#### TO DO:
Give back an exact copy of the lines below, from the first through the line with "Outline every instance of the pink"; please stop there.
::: PROVIDED ENTRIES :::
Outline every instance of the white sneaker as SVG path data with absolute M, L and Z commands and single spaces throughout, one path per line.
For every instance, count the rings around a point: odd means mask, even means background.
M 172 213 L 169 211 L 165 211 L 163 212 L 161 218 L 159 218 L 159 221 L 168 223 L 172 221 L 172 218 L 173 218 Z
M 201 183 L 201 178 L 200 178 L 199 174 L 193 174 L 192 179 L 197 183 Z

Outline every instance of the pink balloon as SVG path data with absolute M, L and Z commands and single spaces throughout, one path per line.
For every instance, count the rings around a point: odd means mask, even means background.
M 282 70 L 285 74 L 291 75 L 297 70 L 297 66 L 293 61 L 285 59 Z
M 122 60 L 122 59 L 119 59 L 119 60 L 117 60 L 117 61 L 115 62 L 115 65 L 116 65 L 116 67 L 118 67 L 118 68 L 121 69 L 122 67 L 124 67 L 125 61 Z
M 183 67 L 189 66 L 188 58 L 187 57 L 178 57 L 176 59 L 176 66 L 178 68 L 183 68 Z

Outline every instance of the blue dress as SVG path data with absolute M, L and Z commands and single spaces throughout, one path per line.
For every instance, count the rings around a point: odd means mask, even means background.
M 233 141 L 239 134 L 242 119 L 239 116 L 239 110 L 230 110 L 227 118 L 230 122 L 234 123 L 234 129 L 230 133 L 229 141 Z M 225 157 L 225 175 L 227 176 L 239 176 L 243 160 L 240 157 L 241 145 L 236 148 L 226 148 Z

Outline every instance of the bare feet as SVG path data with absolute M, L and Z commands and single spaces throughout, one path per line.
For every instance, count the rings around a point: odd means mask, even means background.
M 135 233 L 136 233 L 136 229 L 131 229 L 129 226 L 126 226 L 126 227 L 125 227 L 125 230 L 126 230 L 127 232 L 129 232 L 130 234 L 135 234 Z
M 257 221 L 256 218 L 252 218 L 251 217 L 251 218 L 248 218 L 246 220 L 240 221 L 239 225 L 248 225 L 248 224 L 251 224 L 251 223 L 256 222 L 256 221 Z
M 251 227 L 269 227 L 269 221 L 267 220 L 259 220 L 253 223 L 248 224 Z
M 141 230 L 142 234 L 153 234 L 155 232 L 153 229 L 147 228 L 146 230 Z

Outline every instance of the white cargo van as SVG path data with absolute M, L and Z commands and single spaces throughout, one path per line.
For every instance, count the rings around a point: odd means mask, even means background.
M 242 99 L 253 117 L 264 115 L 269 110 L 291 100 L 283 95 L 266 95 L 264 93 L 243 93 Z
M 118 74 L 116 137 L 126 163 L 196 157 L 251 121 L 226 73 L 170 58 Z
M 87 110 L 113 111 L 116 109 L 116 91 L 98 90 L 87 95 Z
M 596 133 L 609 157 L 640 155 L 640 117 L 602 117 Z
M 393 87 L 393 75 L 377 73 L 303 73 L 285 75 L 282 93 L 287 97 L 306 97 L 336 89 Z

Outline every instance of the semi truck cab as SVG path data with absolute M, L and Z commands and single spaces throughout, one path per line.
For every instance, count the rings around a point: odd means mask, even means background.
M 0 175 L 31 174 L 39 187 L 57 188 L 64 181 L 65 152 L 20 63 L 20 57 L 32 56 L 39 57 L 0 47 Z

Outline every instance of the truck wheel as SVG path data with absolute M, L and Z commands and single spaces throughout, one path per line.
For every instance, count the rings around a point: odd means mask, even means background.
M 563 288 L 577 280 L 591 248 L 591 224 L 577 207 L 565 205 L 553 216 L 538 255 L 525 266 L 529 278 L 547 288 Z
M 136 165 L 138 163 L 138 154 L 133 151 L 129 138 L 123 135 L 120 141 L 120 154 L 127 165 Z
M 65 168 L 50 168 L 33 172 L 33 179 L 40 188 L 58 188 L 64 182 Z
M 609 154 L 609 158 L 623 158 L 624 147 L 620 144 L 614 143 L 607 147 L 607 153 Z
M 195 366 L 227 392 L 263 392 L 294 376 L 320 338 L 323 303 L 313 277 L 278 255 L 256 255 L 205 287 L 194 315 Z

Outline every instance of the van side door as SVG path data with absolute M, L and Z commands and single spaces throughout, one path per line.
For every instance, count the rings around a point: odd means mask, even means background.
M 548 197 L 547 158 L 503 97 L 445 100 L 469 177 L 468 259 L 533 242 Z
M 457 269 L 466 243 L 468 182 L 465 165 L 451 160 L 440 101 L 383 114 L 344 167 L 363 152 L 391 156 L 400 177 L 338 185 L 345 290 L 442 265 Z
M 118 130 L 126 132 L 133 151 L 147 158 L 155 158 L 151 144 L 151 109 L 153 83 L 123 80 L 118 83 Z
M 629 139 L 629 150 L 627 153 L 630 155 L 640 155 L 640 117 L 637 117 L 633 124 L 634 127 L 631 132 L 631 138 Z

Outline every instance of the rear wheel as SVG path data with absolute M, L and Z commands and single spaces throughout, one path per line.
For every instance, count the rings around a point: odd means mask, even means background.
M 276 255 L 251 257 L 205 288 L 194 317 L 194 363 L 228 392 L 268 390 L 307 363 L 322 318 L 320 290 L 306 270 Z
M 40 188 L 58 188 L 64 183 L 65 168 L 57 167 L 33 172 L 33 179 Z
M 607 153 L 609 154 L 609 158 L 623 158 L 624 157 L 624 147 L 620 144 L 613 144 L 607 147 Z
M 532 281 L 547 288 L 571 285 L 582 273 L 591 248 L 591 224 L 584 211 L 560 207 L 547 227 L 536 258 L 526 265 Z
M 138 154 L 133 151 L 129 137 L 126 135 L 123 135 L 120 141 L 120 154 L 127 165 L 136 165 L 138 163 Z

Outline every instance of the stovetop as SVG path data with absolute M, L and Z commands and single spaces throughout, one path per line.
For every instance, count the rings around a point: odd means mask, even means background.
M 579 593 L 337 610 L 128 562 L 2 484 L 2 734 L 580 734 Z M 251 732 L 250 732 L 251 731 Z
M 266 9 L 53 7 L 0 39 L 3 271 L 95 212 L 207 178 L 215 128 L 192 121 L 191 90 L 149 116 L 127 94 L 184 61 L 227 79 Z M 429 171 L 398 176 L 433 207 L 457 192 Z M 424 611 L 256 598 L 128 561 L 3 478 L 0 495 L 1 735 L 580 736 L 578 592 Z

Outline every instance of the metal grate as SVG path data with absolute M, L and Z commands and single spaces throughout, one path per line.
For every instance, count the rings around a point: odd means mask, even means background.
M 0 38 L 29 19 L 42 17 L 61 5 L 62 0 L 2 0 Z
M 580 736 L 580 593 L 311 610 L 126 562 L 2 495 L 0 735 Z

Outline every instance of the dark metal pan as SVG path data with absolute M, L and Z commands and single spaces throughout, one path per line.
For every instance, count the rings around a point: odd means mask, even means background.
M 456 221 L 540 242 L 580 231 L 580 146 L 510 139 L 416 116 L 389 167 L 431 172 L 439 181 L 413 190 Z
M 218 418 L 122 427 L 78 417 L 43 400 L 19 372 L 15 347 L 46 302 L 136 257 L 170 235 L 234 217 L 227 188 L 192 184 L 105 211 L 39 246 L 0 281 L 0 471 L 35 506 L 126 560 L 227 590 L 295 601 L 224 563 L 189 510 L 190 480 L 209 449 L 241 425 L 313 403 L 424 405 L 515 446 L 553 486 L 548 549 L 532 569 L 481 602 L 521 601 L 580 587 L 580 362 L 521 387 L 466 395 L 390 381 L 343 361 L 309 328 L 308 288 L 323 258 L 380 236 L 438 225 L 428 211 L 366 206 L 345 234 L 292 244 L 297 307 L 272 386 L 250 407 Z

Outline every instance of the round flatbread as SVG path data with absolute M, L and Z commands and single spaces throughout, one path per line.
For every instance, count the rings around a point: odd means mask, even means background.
:::
#### OUTPUT FOR THIS TASK:
Outline every instance of the white sneaker as SVG path data with absolute M, L and Z commands and single spaces throughout, one path per line.
For every instance, count the rings around a point: odd means mask, even means background.
M 172 213 L 169 211 L 165 211 L 163 212 L 161 218 L 159 218 L 159 221 L 168 223 L 172 221 L 172 218 L 173 218 Z
M 201 183 L 201 178 L 200 178 L 199 174 L 193 174 L 192 179 L 197 183 Z

Outline every instance of the pink balloon as SVG path data with absolute M, L and Z commands and single spaces throughout, one path per line.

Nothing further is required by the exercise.